◆ **练习内容**:
(1) 根据这段混合精度工具说明,手动混精功能分别用哪两种精度各进行一次推理?
(2) 照原文抄写这段混合精度工具说明中的一段文字,从含有“用于自动或手动调整topsinference混合精度时每个op的计算精度。”的地方起笔,写到“nce版本时,需要重新验证或者重新调整。”为止。

◆ **节选原文**:
_ _ _ _

5.1. TopsIDEAS gcu mix_precision

描述

用于自动或手动调整topsinference混合精度时每个op的计算精度。

自动混精功能,用户可给定模型输入和输出等,自动找出哪些op需要用fp32计算。 手动混精功能,打开topsinference的统计开关,使用fp32和fp16分别进行一次推理,对比每个op的输出,给出逐元素比较和cos similarity的结果,用户可以通过这些信息自行判断哪些op需要用fp32计算。

注:使用本功能找到的混精方案(需要设置为fp32计算的op id)只在当前版本topsinference上有效,当变更topsinference版本时,需要重新验证或者重新调整。

命令行

准备

  1. 准备需要校准fp16混精计算的onnx,特指使用topsinference fp32计算结果精度正常而使用默认的fp16混精方案计算精度有损失的onnx

  2. 准备一些真实样本,方法:将推理部署时,经过前处理的数据,保存成npz格式,npz中以模型每个输入的名称作为key,输入数据的ndarray作为value。npz文件必须命名为sample{id}_inputs.npz,如sample0_inputs.npz。对于自动混精功能的命令行使用方式,也需要将golden输出(如cpu fp32计算结果)也保存成同格式、名称对应的npz文件,如sample0_outputs.npz。

  3. 准备一个workspace文件夹,校准过程中产生的中间文件会保存在workspace中,对同一个onnx文件、同一个编译设置的多步校准可以复用workspace,节省部分编译时间和空间占用,否则应清空workspace。

_ _ _ _

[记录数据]

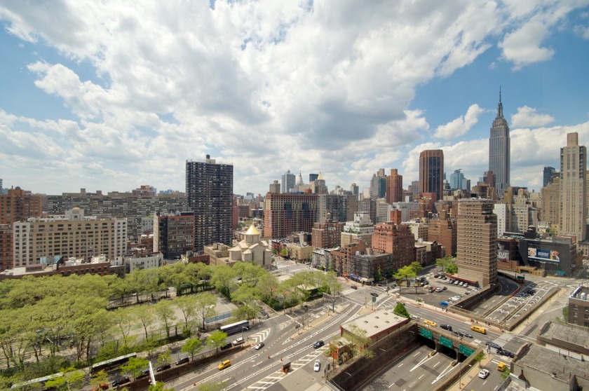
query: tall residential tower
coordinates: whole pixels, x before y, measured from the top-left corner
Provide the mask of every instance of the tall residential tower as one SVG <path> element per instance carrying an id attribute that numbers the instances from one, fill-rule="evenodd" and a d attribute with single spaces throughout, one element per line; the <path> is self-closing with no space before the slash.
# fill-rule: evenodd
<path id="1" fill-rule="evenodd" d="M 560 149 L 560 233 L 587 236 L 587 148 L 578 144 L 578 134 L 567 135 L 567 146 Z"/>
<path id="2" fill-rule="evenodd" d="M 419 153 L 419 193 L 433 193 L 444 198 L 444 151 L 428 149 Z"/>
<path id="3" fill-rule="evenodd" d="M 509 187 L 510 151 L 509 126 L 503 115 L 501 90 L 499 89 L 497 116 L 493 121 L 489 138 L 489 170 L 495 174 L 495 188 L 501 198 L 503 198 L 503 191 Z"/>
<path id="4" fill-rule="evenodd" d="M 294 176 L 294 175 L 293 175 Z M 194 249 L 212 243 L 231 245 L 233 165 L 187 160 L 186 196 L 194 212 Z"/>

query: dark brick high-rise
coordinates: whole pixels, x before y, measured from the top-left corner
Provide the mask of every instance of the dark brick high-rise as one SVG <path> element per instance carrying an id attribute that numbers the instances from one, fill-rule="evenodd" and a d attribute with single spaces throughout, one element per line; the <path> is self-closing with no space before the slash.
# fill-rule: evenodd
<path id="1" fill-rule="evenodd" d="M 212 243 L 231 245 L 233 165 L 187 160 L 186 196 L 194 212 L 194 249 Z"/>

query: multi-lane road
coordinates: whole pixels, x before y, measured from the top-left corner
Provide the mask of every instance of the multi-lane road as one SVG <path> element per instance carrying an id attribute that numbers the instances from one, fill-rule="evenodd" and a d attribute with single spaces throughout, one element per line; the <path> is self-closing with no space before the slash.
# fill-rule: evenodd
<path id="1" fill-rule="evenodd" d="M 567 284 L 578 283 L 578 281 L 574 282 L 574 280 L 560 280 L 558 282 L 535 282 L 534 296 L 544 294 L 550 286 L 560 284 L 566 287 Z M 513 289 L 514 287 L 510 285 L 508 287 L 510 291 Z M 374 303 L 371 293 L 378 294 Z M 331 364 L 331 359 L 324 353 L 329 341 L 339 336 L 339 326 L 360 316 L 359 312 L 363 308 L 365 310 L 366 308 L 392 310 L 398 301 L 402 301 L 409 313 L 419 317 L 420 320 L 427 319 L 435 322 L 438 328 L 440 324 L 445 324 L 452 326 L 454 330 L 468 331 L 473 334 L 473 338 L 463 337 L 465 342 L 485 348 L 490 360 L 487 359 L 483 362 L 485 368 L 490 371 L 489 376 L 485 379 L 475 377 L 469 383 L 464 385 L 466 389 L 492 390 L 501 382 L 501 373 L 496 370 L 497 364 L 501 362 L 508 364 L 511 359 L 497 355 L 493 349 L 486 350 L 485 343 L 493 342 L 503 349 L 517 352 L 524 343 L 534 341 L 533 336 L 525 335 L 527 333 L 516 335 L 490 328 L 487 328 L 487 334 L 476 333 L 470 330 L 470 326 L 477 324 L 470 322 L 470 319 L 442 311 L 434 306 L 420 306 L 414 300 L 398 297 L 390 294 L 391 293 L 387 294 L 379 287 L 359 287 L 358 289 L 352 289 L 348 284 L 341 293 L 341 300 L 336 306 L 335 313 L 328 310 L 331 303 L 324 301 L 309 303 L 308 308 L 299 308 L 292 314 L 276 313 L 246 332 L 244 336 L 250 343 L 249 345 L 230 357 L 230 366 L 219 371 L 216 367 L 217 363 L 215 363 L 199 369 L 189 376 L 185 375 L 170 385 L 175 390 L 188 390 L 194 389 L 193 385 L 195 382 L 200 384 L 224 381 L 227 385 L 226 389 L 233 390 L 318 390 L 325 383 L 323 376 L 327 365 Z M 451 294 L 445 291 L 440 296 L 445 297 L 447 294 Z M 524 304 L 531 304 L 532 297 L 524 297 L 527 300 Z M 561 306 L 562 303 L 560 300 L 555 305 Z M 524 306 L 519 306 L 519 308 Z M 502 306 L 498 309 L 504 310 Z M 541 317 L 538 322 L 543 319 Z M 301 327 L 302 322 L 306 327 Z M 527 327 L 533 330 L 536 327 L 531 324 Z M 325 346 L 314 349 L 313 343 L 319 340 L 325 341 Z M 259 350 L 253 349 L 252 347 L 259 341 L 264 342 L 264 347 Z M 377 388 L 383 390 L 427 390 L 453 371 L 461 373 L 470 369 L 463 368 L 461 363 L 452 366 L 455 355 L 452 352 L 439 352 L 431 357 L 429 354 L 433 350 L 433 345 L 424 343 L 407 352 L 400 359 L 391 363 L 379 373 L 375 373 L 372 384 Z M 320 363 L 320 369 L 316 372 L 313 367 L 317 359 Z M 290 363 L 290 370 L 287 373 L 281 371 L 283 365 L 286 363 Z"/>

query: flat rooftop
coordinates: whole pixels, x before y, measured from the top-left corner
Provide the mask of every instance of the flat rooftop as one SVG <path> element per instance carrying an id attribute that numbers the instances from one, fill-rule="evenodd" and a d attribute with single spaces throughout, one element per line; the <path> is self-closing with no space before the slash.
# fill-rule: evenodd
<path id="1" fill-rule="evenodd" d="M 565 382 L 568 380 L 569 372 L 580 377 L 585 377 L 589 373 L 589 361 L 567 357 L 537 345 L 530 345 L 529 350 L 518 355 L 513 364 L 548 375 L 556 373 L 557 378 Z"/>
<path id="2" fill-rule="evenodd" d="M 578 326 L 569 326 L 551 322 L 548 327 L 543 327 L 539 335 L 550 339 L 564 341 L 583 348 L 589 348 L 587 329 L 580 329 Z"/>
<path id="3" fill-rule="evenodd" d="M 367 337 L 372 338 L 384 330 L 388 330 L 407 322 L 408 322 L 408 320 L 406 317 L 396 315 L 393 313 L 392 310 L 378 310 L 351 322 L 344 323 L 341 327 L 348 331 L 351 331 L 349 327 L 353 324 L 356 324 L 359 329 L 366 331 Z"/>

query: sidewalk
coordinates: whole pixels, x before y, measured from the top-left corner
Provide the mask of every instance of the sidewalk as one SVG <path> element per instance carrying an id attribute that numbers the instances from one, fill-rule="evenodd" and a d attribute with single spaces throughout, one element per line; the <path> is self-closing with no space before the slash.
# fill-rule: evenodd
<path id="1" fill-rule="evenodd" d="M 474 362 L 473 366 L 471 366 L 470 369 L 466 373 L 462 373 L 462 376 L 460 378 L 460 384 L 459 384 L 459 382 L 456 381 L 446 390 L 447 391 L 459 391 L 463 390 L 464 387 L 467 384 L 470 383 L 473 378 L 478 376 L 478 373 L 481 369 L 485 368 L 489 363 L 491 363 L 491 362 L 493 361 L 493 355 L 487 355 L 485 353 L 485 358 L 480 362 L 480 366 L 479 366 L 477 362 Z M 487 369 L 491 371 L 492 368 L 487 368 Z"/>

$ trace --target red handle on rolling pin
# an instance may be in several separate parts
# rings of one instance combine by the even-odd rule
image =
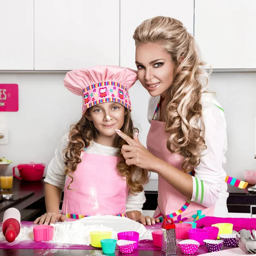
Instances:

_ _ _ _

◆ **各题答案**:
(1) 分别用fp32和fp16各进行一次推理。

(2)
用于自动或手动调整topsinference混合精度时每个op的计算精度。

自动混精功能,用户可给定模型输入和输出等,自动找出哪些op需要用fp32计算。 手动混精功能,打开topsinference的统计开关,使用fp32和fp16分别进行一次推理,对比每个op的输出,给出逐元素比较和cos similarity的结果,用户可以通过这些信息自行判断哪些op需要用fp32计算。

注:使用本功能找到的混精方案(需要设置为fp32计算的op id)只在当前版本topsinference上有效,当变更topsinference版本时,需要重新验证或者重新调整。